## THE REQUEST
Format every line of the entries as a Markdown table with two columns, Row and Entry line. Number the rows in order, and leave out the blank lines.
───
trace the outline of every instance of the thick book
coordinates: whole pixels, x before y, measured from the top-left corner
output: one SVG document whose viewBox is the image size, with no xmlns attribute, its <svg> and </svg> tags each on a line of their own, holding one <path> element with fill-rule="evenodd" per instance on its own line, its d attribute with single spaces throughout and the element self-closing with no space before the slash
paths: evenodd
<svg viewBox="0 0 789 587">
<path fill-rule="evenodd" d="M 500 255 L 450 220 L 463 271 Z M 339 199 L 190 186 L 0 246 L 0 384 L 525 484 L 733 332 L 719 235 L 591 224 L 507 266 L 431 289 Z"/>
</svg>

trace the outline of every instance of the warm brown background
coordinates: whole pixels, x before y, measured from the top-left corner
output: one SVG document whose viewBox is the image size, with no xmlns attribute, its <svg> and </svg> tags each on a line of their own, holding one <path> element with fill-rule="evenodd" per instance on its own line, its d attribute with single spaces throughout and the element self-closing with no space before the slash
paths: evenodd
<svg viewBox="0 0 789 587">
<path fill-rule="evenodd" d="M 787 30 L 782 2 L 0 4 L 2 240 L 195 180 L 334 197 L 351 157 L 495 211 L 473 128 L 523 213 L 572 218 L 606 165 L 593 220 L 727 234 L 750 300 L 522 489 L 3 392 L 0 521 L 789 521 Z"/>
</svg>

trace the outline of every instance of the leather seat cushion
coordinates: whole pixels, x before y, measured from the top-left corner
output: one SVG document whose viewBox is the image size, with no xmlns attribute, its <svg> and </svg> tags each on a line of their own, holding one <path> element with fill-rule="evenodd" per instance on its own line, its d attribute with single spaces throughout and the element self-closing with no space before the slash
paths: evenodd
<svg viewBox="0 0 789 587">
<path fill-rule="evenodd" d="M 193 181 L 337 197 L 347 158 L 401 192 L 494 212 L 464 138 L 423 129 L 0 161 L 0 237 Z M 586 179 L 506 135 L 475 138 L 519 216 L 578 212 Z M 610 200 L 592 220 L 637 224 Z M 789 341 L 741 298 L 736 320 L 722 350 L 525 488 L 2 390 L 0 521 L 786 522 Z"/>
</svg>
───
## COMPLETE OUTPUT
| Row | Entry line |
|---|---|
| 1 | trace the outline of every instance of the thick book |
| 2 | coordinates: whole pixels, x before y, measured from the top-left corner |
| 3 | output: one SVG document whose viewBox is the image size, with no xmlns attribute, its <svg> and </svg> tags each on a line of their own, holding one <path> element with fill-rule="evenodd" per instance on its own line, its d attribute with single spaces throughout and the element self-closing with no space before the slash |
| 4 | paths: evenodd |
| 5 | <svg viewBox="0 0 789 587"> |
| 6 | <path fill-rule="evenodd" d="M 500 255 L 450 220 L 463 271 Z M 339 199 L 190 186 L 0 246 L 0 384 L 525 484 L 733 332 L 719 235 L 591 224 L 507 266 L 431 289 Z"/> |
| 7 | </svg> |
| 8 | trace the outline of every instance of the warm brown background |
| 9 | coordinates: whole pixels, x before y, measured from the top-left corner |
| 10 | output: one SVG document whose viewBox is the image size, with no xmlns attribute, its <svg> and </svg> tags each on a line of their own, holding one <path> element with fill-rule="evenodd" per instance on its own line, its d attribute with single spaces throughout and the element self-closing with no space before the slash |
| 11 | paths: evenodd |
| 12 | <svg viewBox="0 0 789 587"> |
| 13 | <path fill-rule="evenodd" d="M 787 30 L 782 2 L 0 4 L 2 240 L 195 180 L 334 197 L 351 157 L 495 211 L 473 128 L 523 213 L 572 218 L 606 165 L 593 220 L 727 234 L 750 300 L 522 489 L 3 392 L 0 521 L 789 521 Z"/> |
| 14 | </svg> |
| 15 | trace the outline of every instance of the leather seat cushion |
| 16 | coordinates: whole pixels, x before y, measured from the top-left corner |
| 17 | output: one SVG document whose viewBox is the image size, with no xmlns attribute, its <svg> and </svg> tags each on a line of their own, holding one <path> element with fill-rule="evenodd" per instance on its own line, its d attribute with single spaces throughout and the element self-closing with no space before the slash |
| 18 | paths: evenodd |
| 19 | <svg viewBox="0 0 789 587"> |
| 20 | <path fill-rule="evenodd" d="M 193 181 L 337 197 L 347 158 L 401 192 L 494 212 L 464 138 L 423 129 L 0 161 L 0 237 Z M 586 179 L 506 135 L 475 138 L 519 216 L 578 212 Z M 610 200 L 592 220 L 637 224 Z M 789 341 L 741 298 L 736 320 L 722 350 L 525 488 L 2 390 L 0 521 L 786 522 Z"/> |
| 21 | </svg> |